SELECTED PASSAGE »
— Start —

It was referred higher within DVSA, and then the bombshell was dropped by the idiot of an area manageress, who decreed that she couldn’t stop people coming into the test centre car park since it was a public facility (or some such description). The test centre was ordered to remove the notices telling people to keep out, and ever since then these inadequate ADIs who cannot teach properly anywhere else have been allowed to come and go as they please.

So, DVSA created a problem in not setting boundaries for ADIs. The situation is analogous to keeping a cobra as a pet – no matter how long you have it, how much you feed it, it will still bite you if you try to get friendly with it. ADIs are DVSA’s own pet cobra – and DVSA still insists on trying to get chummy with it rather than treat as the dumb and dangerous animal it is. The upshot is that whatever DVSA says ADIs should or shouldn’t do, many of them will deliberately – with malice aforethought – do exactly the opposite. And DVSA is stupid enough to let them get away with it.

Anyone who has driven into The Village car park with a pupil who is not on test is an idiot who shouldn’t be allowed to remain on The Register. Their actions are a gnat’s whisker away from having tests anywhere near Beeston suspended until a permanent site is found.

— End —

GIVEN PROBLEM A » Begin at the first line of the pointing entries and stop after the line containing "x=252 y=188". Give those lines again with "lizard" switched to "gecko" and nothing else changed, leaving the pictures out.

Pointing records
— Start —

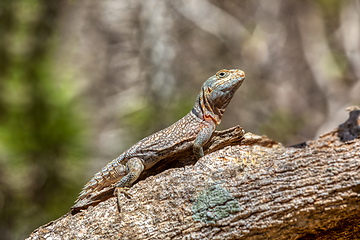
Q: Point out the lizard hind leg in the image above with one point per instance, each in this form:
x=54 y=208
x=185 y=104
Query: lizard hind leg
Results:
x=134 y=168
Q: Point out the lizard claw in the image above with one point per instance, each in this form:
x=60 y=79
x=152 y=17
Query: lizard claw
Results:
x=121 y=190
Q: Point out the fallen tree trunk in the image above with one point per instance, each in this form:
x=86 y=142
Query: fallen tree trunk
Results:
x=254 y=188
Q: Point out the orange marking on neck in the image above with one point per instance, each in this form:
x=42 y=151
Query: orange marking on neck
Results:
x=209 y=117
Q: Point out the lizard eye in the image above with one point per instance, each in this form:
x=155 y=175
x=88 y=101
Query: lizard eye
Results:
x=222 y=74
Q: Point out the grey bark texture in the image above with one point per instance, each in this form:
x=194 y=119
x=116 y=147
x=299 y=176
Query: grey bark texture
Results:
x=246 y=187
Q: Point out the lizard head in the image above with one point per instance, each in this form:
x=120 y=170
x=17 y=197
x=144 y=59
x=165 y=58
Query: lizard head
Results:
x=216 y=93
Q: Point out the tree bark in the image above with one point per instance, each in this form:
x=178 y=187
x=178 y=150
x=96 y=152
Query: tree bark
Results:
x=252 y=188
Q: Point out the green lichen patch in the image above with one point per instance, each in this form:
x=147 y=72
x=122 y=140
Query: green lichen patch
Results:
x=214 y=204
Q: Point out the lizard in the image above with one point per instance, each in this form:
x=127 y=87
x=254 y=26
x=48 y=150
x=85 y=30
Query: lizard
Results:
x=192 y=131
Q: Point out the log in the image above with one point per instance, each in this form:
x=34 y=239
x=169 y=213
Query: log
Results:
x=246 y=187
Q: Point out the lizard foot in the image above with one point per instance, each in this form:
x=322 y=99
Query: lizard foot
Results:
x=121 y=190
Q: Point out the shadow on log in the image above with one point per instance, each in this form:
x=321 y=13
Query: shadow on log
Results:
x=246 y=187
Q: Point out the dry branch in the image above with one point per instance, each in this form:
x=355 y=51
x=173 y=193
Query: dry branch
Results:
x=254 y=189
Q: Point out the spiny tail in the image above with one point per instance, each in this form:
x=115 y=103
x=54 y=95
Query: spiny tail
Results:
x=91 y=192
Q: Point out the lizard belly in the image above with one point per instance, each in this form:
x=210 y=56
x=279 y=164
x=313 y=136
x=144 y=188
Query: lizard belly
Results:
x=172 y=140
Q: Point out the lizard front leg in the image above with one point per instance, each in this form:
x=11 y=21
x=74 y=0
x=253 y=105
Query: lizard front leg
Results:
x=203 y=136
x=134 y=167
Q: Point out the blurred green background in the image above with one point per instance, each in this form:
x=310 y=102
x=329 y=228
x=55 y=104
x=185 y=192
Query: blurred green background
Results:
x=81 y=81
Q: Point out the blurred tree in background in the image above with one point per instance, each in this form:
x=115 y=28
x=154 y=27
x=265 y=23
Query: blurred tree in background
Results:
x=39 y=126
x=100 y=75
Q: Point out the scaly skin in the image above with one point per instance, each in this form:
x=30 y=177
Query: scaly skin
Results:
x=192 y=131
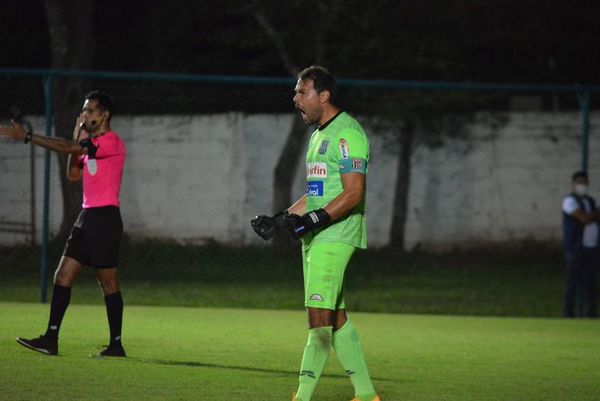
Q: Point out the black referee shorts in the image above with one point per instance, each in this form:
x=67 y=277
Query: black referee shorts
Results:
x=95 y=237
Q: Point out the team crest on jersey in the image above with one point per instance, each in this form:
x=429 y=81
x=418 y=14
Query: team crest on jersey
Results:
x=344 y=149
x=323 y=147
x=316 y=170
x=92 y=166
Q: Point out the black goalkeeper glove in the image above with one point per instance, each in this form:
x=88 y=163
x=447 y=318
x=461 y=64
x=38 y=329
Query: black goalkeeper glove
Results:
x=267 y=227
x=300 y=225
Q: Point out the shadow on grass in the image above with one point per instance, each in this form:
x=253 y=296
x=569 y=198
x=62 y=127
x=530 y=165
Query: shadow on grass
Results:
x=195 y=364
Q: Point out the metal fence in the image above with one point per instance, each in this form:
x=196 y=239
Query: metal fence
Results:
x=203 y=150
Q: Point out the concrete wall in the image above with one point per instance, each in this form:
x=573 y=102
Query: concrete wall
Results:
x=194 y=178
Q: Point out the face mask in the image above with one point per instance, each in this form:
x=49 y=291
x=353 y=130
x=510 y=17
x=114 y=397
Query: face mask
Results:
x=581 y=189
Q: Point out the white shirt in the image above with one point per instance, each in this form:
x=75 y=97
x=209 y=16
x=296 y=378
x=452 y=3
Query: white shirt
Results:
x=590 y=231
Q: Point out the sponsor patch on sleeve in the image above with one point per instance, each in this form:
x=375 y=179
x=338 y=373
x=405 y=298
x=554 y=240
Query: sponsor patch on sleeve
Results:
x=323 y=147
x=344 y=149
x=353 y=166
x=314 y=188
x=316 y=170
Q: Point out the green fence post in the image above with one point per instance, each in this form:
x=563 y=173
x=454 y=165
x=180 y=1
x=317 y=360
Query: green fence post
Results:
x=46 y=207
x=584 y=103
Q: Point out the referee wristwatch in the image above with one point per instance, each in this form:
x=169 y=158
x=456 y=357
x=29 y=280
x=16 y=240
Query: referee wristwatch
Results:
x=28 y=137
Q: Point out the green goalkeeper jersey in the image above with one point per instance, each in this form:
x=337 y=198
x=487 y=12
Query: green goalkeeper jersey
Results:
x=338 y=147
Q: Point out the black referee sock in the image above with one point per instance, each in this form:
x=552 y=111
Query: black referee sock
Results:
x=114 y=311
x=61 y=296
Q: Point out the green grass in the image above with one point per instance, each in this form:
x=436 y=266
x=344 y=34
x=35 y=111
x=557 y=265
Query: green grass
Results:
x=519 y=281
x=179 y=353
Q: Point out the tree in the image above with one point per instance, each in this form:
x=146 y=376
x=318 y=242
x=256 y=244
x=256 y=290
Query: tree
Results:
x=72 y=47
x=289 y=157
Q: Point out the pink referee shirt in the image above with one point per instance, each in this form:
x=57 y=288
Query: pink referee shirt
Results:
x=102 y=175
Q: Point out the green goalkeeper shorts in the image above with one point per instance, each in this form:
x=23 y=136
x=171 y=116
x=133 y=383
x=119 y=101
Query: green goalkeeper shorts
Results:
x=324 y=265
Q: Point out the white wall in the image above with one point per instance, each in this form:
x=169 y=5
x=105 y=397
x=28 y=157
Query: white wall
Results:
x=193 y=178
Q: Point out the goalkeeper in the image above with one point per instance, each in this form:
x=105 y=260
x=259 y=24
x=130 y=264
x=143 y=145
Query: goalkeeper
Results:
x=330 y=220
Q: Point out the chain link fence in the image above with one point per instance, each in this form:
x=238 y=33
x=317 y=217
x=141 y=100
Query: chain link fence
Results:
x=478 y=164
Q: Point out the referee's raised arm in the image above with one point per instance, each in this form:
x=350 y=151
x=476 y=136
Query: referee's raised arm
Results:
x=18 y=133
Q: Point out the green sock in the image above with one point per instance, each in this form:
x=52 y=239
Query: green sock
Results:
x=314 y=359
x=349 y=351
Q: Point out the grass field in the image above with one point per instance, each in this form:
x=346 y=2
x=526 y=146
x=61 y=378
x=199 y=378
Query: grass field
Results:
x=188 y=353
x=524 y=281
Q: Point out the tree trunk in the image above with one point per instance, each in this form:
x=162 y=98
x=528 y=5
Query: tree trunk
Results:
x=285 y=172
x=72 y=47
x=400 y=209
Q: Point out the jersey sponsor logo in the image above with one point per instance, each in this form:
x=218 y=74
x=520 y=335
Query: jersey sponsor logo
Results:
x=323 y=147
x=314 y=188
x=344 y=149
x=316 y=297
x=92 y=166
x=316 y=170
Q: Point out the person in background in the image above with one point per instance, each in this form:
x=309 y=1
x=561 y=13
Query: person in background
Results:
x=580 y=239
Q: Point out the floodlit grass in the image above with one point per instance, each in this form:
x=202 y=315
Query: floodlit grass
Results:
x=179 y=353
x=527 y=281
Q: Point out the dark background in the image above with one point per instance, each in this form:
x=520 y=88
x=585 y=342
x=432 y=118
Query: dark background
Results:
x=527 y=41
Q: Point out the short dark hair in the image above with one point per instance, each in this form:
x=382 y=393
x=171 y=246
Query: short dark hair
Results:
x=104 y=101
x=322 y=80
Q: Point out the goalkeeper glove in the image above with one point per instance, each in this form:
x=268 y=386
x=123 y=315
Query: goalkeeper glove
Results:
x=267 y=227
x=300 y=225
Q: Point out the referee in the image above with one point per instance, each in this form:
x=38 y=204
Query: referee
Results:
x=96 y=155
x=330 y=220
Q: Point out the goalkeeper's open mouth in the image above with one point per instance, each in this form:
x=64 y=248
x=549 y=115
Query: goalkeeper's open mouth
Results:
x=302 y=113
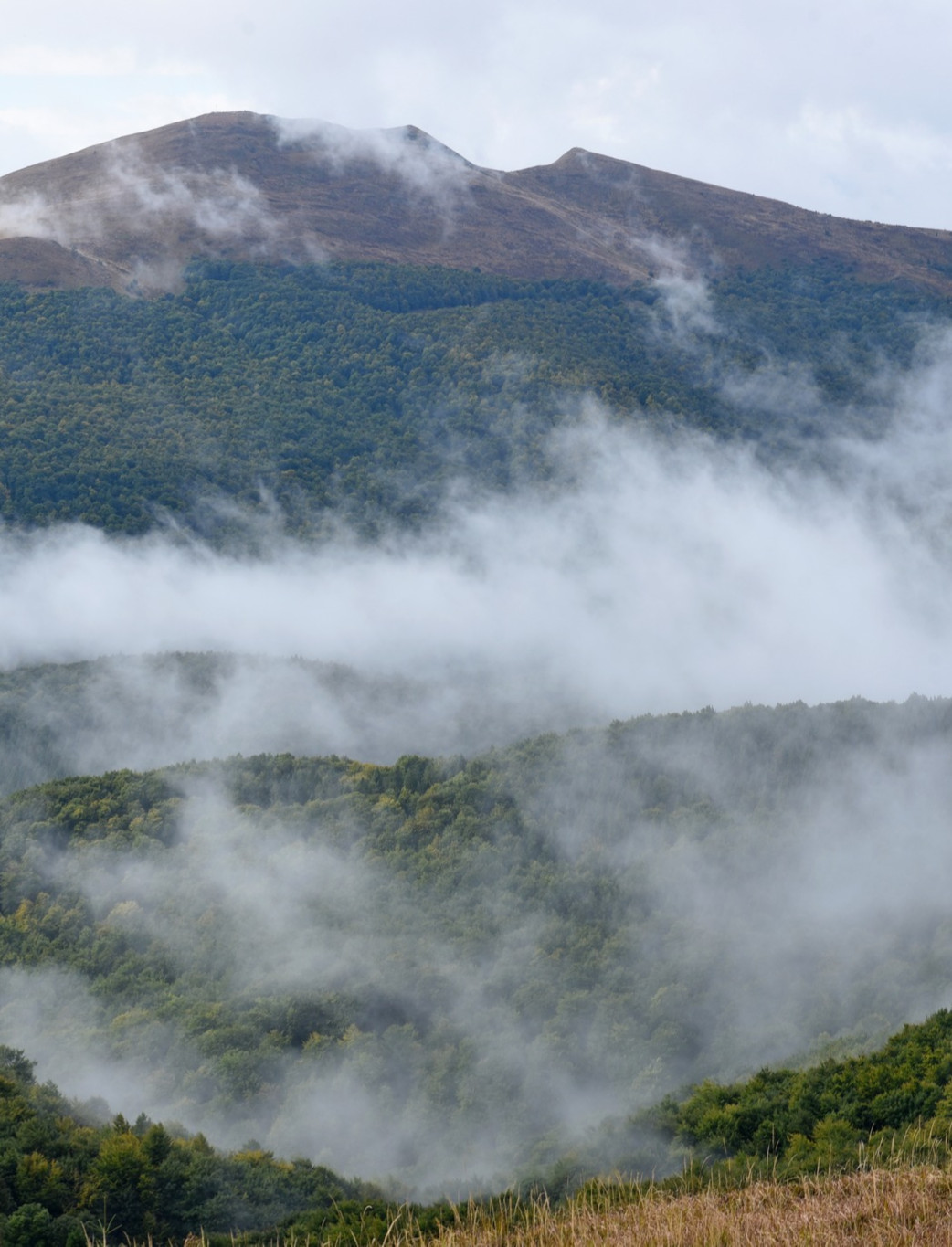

— End —

GIVEN PROBLEM B » Sum up the passage about the test centre car park in two sentences.

WORKED ANSWER A »
Q: Point out the gecko hind leg in the image above with one point per instance, each in this form:
x=54 y=208
x=185 y=104
Query: gecko hind leg
Results:
x=134 y=168
Q: Point out the gecko claw in the image above with one point per instance, each in this form:
x=60 y=79
x=152 y=17
Query: gecko claw
Results:
x=121 y=190
Q: Point out the fallen tree trunk in the image above with one point per instance, each in this form:
x=86 y=142
Query: fallen tree trunk
Results:
x=254 y=188
Q: Point out the orange marking on neck in the image above with one point per instance, each in this form:
x=42 y=151
Query: orange marking on neck
Results:
x=209 y=117
Q: Point out the gecko eye in the image above with one point per instance, each in this form:
x=155 y=175
x=88 y=101
Query: gecko eye
Results:
x=222 y=74
Q: Point out the grey bark texture in the image above with one point per instance, each in this form:
x=194 y=119
x=116 y=147
x=299 y=176
Query: grey bark texture
Results:
x=246 y=187
Q: Point out the gecko head in the image above with one point per instance, each in this form:
x=120 y=170
x=17 y=197
x=144 y=59
x=165 y=58
Query: gecko head
Results:
x=216 y=93
Q: Point out the tree bark in the image above with one point per instance, each in this form:
x=178 y=187
x=178 y=150
x=96 y=152
Query: tree bark
Results:
x=252 y=188

WORKED ANSWER B » After the matter went higher within DVSA, an area manageress ruled that she couldn't keep people out of the test centre car park because it was a public facility, so the keep-out notices were removed and ADIs have come and gone as they please ever since. The writer likens ADIs to a pet cobra that DVSA keeps trying to befriend, says many of them deliberately do the opposite of what DVSA tells them, and argues that anyone who drives into The Village car park with a pupil not on test shouldn't remain on The Register, since such actions come close to getting tests near Beeston suspended.